◆ Task to complete
Render the data from the line containing "outline green baseball cap" through the line containing "201 159 L 201", inclusive, as a JSON list of strings with one string per line, omitting any blank lines.

◆ Record excerpts
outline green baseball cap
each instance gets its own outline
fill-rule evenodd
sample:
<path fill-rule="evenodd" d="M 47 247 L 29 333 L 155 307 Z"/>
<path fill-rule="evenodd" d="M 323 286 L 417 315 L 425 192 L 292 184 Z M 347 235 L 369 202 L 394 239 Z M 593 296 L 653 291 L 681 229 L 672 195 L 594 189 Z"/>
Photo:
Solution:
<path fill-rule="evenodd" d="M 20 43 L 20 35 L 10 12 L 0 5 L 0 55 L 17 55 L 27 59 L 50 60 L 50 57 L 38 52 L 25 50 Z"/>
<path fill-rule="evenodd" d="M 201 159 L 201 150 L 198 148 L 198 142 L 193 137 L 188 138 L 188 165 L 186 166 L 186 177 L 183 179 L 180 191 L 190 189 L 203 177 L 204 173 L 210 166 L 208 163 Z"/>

==

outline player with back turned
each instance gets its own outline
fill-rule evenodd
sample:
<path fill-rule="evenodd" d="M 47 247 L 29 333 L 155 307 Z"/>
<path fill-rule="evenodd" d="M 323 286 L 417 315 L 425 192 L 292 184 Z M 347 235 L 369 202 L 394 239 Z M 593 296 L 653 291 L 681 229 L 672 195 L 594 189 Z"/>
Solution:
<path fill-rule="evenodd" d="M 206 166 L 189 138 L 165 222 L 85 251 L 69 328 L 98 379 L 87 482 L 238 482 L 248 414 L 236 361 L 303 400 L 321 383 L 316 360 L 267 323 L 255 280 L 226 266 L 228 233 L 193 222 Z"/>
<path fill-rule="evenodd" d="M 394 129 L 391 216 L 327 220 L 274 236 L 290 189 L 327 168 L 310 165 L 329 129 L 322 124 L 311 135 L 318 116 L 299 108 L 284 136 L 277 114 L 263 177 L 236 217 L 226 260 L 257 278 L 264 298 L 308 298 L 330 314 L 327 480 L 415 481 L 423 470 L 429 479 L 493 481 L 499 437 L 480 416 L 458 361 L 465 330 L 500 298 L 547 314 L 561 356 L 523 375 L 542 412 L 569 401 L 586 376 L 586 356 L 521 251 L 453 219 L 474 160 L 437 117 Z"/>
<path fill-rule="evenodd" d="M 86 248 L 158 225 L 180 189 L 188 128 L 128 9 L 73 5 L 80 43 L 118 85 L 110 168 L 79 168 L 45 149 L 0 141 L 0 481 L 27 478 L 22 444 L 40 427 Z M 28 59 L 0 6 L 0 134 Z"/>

◆ Response to the exercise
[
  "outline green baseball cap",
  "each instance gets its own outline",
  "fill-rule evenodd",
  "sample:",
  "<path fill-rule=\"evenodd\" d=\"M 47 247 L 29 333 L 155 307 Z\"/>",
  "<path fill-rule=\"evenodd\" d=\"M 323 286 L 417 315 L 425 192 L 292 184 Z M 347 235 L 369 202 L 394 239 Z M 593 296 L 653 291 L 681 229 L 672 195 L 594 189 Z\"/>",
  "Photo:",
  "Solution:",
  "<path fill-rule=\"evenodd\" d=\"M 20 43 L 20 35 L 10 12 L 0 5 L 0 55 L 17 55 L 27 59 L 50 60 L 50 57 L 38 52 L 25 50 Z\"/>",
  "<path fill-rule=\"evenodd\" d=\"M 201 159 L 201 150 L 198 148 L 198 142 L 193 137 L 188 138 L 188 165 L 186 166 L 186 177 L 183 179 L 180 191 L 190 189 L 203 177 L 204 173 L 210 166 L 208 163 Z\"/>"
]